◆ EXTRAHIERTER TEXT ◆

Die Mutter erscheint uns hart und unbarmherzig. Es ist eben die Stiefmutter! Wir neigen dazu, ihr Verhalten zu verurteilen – dabei ist sie die einzige, die wirklich etwas tut. Sie denkt an sich und ihren Mann. Sie will mit ihm überleben und redet darüber. Genau das versäumen so viele Paare heute. Für sie ist die Paarbeziehung das, was erhalten werden muss, was wichtig ist. Die Beziehung zu den Kindern ist sekundär. Sie werden das Elternhaus ja irgendwann verlassen, die Paarbeziehung bleibt. Viele wissen aus eigener Erfahrung, wie schwer die Veränderungen zu ertragen sind, wenn die Kinder flügge werden und die Partner versäumt haben, ihre Beziehung zu pflegen.

An keiner Stelle im Märchen wird das Alter der Kinder erwähnt. Erlauben wir uns, einmal nicht an kleine, hilfsbedürftige Wesen zu denken. Wie wird unsere Sicht auf den Vorschlag der Mutter, wenn wir uns vorstellen, dass die Kinder bereits selbständig sein könnten? Doch das Leben im Elternhaus ist ja bequem! „Hotel Mama“ ist ein Begriff, der aufgrund sozialer Umstände heute öfter zu hören ist. Kinder, die mit über dreißig noch zu Hause wohnen, ohne Abgabe von Kostgeld oder Verantwortung für Aufgaben im Haushalt, begegnen immer häufiger. Solche Versorgung geht weit über die Fürsorgepflicht der Eltern hinaus.

Aufgabe von Eltern ist es, ihre Kinder so auf das Leben vorzubereiten, dass sie fähig werden, selbständig für sich zu sorgen und Eigenverantwortung zu übernehmen. Aus dieser Perspektive ist die Mutter diejenige, die die „Nesthocker“ aus dem Nest stößt. Und sie tut es nicht unbarmherzig: Sie teilt mit ihnen das letzte Stück Brot, und Brot bedeutet Liebe und Zuneigung. Ein Feuer will sie ihnen anzünden und in der Bechstein-Fassung befiehlt sie die Kinder dem lieben Gott. Ihre Lebenslinie ist aktiv von Anfang an bis zur Mitte des Märchens. Dann verschwindet sie aus dem Geschehen – nur durch eine kurze Notiz erfahren wir von ihrem Tod.


Die Hexe

Das Erscheinen der Hexe folgt unmittelbar auf das Verschwinden der Mutterfigur. Auch sie ist aktiv: Sie baut ein Brothäuslein, verwöhnt die Kinder zunächst mit allem, was sie zu Hause nicht hatten. Dabei verfolgt sie ein ganz anderes Ziel. Doch ihre Aktivitäten schlagen um. Aus der Versorgung wird einsperren, mästen, benutzen, herumscheuchen. Hexen und wilde, kinderfressende Weiber gehören zur Elementarsymbolik der frühen Kindheit.

◆ ANFORDERUNGEN ◆
Erkläre bitte mit dem Text zur Märchendeutung, warum für die Mutter die Paarbeziehung wichtiger ist als die Beziehung zu den Kindern.

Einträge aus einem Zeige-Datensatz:
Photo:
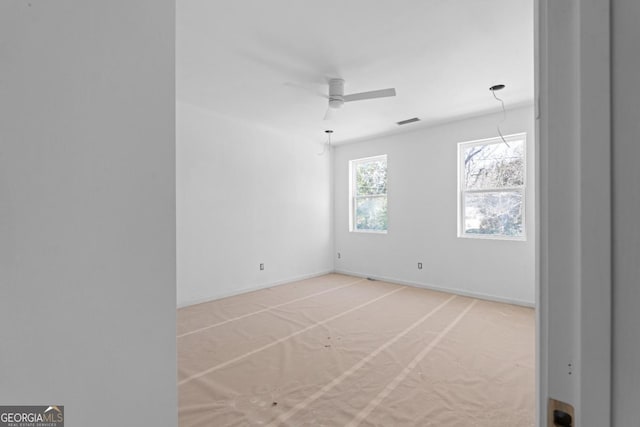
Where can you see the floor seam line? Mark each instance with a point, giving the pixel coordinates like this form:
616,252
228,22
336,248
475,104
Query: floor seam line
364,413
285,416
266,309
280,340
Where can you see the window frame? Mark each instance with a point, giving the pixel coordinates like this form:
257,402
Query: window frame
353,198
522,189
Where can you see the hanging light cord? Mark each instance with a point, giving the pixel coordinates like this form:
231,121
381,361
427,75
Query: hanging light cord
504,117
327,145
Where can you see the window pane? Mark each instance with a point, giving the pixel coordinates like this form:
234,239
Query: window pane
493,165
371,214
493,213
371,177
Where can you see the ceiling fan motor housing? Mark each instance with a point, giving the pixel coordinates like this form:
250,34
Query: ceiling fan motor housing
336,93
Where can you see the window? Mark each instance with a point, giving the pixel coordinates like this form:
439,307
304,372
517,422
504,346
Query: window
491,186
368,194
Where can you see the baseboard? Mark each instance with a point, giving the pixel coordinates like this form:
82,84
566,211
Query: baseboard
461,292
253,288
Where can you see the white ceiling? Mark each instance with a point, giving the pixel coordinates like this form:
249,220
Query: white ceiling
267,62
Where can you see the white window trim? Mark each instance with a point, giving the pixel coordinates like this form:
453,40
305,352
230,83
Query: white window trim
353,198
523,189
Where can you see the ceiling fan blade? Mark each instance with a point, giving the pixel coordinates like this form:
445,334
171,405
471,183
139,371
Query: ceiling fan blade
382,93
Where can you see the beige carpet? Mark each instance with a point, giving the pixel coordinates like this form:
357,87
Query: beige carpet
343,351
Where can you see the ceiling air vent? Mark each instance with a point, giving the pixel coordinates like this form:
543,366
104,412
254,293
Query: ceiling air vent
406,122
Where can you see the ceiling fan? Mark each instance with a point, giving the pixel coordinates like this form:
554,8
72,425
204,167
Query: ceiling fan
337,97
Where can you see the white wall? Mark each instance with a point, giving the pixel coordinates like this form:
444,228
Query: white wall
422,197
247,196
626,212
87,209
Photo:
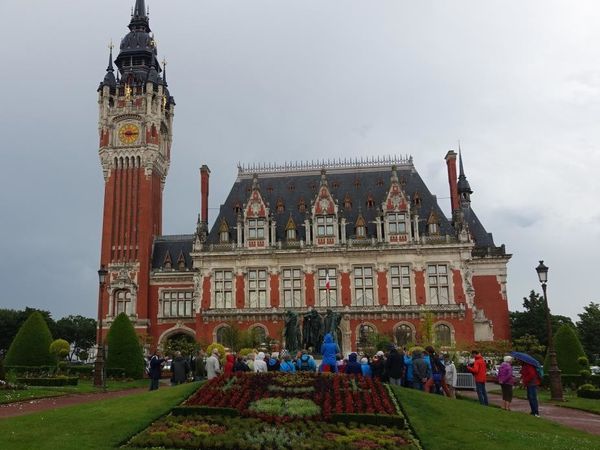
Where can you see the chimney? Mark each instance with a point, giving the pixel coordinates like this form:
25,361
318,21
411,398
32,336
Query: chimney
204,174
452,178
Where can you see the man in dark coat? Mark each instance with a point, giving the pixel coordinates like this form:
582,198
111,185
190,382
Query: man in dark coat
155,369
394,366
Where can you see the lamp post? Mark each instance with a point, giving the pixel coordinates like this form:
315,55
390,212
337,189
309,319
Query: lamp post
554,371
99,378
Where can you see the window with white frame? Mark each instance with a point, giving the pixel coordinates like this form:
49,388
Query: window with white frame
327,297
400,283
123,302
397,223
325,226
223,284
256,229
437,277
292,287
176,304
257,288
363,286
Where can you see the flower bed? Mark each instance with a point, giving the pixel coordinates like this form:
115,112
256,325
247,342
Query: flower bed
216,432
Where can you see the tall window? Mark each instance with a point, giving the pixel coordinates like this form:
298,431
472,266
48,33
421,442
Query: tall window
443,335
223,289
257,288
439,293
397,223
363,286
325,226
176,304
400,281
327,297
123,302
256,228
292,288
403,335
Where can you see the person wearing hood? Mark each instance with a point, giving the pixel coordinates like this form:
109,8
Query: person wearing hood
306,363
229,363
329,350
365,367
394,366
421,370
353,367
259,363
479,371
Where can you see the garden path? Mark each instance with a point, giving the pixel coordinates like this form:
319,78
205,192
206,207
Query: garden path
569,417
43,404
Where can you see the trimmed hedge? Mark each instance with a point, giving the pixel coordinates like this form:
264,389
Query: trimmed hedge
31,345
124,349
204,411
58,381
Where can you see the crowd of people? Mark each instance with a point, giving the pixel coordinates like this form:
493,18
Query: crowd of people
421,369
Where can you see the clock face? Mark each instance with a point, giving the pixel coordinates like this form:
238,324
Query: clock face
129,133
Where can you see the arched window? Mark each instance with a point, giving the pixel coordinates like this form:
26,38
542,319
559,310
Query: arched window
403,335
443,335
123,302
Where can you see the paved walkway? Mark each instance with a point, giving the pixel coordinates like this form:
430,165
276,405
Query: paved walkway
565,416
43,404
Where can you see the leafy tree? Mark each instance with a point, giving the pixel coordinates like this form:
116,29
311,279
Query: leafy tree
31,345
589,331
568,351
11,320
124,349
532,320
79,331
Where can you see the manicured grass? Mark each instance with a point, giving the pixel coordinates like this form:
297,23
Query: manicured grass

◆ ERGEBNIS DER AUFGABE ◆
Die Kinder werden das Elternhaus irgendwann verlassen, die Paarbeziehung aber bleibt. Deshalb ist sie für die Mutter das, was erhalten werden muss, während die Beziehung zu den Kindern sekundär ist.